[Text-to-region grounding data]

--- --- ---

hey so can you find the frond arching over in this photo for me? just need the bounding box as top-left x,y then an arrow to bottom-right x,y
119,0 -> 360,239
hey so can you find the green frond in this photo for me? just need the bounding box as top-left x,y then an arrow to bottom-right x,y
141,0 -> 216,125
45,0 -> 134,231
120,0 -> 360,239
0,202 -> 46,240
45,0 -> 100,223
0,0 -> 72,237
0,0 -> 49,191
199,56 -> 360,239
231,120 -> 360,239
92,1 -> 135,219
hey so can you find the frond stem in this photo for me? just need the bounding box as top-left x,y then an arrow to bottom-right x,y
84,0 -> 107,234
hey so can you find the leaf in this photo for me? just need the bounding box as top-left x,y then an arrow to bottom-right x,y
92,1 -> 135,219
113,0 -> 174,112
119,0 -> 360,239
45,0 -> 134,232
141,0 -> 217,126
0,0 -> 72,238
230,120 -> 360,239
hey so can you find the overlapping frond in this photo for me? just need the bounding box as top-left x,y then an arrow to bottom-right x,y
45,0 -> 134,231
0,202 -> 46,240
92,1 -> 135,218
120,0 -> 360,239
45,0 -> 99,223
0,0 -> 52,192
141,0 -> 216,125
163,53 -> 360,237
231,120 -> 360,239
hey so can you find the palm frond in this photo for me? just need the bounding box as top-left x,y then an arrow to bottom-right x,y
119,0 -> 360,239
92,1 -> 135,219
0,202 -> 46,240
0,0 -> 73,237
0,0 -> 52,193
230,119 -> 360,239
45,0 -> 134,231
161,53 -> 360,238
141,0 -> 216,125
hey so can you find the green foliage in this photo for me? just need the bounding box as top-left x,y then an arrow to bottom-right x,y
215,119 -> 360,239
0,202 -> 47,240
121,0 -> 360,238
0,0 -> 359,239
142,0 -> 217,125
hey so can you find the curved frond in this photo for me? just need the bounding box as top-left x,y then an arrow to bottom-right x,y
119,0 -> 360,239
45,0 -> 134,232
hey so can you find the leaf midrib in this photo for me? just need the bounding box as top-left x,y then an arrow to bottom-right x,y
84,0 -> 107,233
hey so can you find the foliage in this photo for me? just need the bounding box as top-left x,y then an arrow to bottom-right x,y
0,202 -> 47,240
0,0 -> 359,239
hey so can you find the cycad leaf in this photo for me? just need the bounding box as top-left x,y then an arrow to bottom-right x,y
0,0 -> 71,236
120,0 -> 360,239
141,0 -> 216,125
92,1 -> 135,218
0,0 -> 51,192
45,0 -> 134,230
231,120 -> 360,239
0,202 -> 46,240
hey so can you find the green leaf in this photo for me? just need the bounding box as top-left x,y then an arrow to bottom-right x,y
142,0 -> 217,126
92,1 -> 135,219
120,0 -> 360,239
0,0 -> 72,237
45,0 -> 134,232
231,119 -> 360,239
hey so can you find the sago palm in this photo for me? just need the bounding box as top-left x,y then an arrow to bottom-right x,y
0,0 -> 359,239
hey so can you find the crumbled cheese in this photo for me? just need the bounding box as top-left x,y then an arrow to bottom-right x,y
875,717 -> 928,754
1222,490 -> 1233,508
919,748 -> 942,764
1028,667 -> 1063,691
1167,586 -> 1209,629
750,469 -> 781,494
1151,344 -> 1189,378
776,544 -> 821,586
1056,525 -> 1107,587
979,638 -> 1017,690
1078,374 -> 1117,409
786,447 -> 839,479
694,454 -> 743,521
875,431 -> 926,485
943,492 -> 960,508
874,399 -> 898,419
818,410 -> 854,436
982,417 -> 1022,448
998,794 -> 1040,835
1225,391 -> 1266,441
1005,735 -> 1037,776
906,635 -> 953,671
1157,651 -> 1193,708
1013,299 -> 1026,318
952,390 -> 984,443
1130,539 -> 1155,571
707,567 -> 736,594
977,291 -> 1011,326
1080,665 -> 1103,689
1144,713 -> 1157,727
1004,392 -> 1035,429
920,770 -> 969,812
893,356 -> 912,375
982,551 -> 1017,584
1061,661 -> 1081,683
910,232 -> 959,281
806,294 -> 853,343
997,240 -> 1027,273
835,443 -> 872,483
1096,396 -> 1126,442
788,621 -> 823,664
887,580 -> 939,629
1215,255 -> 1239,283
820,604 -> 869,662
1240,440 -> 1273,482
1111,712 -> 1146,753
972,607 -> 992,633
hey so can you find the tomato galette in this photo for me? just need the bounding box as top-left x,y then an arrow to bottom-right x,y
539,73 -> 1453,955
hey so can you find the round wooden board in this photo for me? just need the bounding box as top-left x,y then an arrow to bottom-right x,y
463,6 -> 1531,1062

--- --- ---

> _Task details_
Every entry is to be restated word for word, with nothing dropped.

> _Response box_
hey so can you find the frond arching over in this photo for me? just need the bounding box as top-left x,y then an arrow to bottom-right x,y
119,0 -> 360,239
hey so can you find the green frond in this photo for me? just need the bounding box as top-left x,y then an arrow to bottom-right x,y
141,0 -> 216,125
45,0 -> 134,231
120,0 -> 360,239
0,202 -> 46,240
45,0 -> 100,223
0,0 -> 72,237
0,0 -> 49,191
199,56 -> 360,239
231,120 -> 360,239
92,1 -> 135,219
hey so can you find the frond stem in this photo for me? just need the bounding box as top-left x,y then an arrow to bottom-right x,y
84,0 -> 107,234
hey so can you find the leaf in this photo for me? just need the bounding box as top-left x,y then an arrow to bottom-right x,y
92,1 -> 135,219
113,0 -> 174,112
119,0 -> 360,239
45,0 -> 134,232
141,0 -> 217,126
0,0 -> 72,238
230,120 -> 360,239
hey so can you find the overlapping frond in this photo for me? just need the bounding box as top-left x,y then an arrow to bottom-right x,y
45,0 -> 134,231
0,202 -> 46,240
92,1 -> 135,218
120,0 -> 360,239
45,0 -> 99,223
0,0 -> 52,192
141,0 -> 216,125
163,53 -> 360,237
231,120 -> 360,239
hey so can you find the palm frond in this photo for me? just need the bounding box as top-left x,y then an arrow to bottom-right x,y
119,0 -> 360,239
92,1 -> 135,219
0,202 -> 46,240
0,0 -> 73,237
0,0 -> 52,193
230,119 -> 360,239
45,0 -> 134,231
161,53 -> 360,238
141,0 -> 216,125
hey so can you find the green foliage in this photo for me? just need the bounding box as top-left x,y then an arrow to bottom-right x,y
215,119 -> 360,239
0,202 -> 47,240
121,0 -> 360,238
0,0 -> 359,239
142,0 -> 217,125
hey so can you find the curved frond in this photo for me? just need the bounding box as top-left x,y then an arrow to bottom-right x,y
119,0 -> 360,239
45,0 -> 134,232
hey so can you find the leaf midrib in this photo for me? just need the bounding box as top-left x,y then an arrow to bottom-right x,y
84,0 -> 107,233
hey so can you find the foliage in this photo for me? just need the bounding box as top-left x,y then an arrow to bottom-right x,y
0,202 -> 47,240
0,0 -> 359,239
hey so can you find the cycad leaf in this photo for me? just need the bounding box as top-left x,y then an arrow to bottom-right x,y
0,0 -> 71,236
120,0 -> 360,239
141,0 -> 216,125
92,1 -> 135,218
0,0 -> 51,192
45,0 -> 134,230
231,120 -> 360,239
0,202 -> 46,240
hey so can you find the green leaf in this photo for me? just need the bounding box as top-left x,y then an arrow to bottom-right x,y
142,0 -> 217,126
92,1 -> 135,219
120,0 -> 360,239
0,0 -> 72,237
45,0 -> 134,232
231,119 -> 360,239
hey so can you find the sago palm in this photo for me? just need the bounding box as top-left x,y then an arrow to bottom-right x,y
0,0 -> 359,239
hey so can you find the crumbled cheese in this photo for me? just need the bounding box as top-left x,y then an arrow to bottom-right x,y
875,717 -> 928,754
1222,490 -> 1233,508
919,748 -> 942,764
1028,667 -> 1063,691
1167,586 -> 1209,629
750,469 -> 781,494
1151,344 -> 1189,378
776,544 -> 821,586
1056,525 -> 1107,587
979,638 -> 1017,690
1078,374 -> 1117,409
786,447 -> 839,479
694,454 -> 743,521
875,431 -> 926,485
943,492 -> 960,508
874,399 -> 898,419
818,410 -> 854,436
982,417 -> 1022,448
998,794 -> 1040,835
1225,391 -> 1266,441
1005,735 -> 1037,776
906,635 -> 953,671
1157,651 -> 1193,708
1013,299 -> 1026,318
952,390 -> 984,443
1130,539 -> 1155,571
707,567 -> 736,594
977,291 -> 1011,326
1080,665 -> 1103,689
1144,713 -> 1157,727
1004,392 -> 1035,429
920,770 -> 969,812
893,356 -> 912,375
982,551 -> 1017,584
1061,661 -> 1081,683
910,232 -> 959,281
806,294 -> 853,343
997,240 -> 1027,273
835,443 -> 872,483
1096,396 -> 1126,442
788,621 -> 823,664
887,580 -> 939,629
1215,255 -> 1239,283
820,604 -> 869,662
1240,440 -> 1273,482
1111,712 -> 1146,753
972,607 -> 992,633
hey so can you find the tomato galette in this photo for me? just need the bounding box as top-left x,y then an arrow to bottom-right x,y
539,73 -> 1453,955
hey so can you find the round wooden board in this photo for me? just need the bounding box as top-left x,y then an arrow to bottom-right x,y
463,6 -> 1531,1062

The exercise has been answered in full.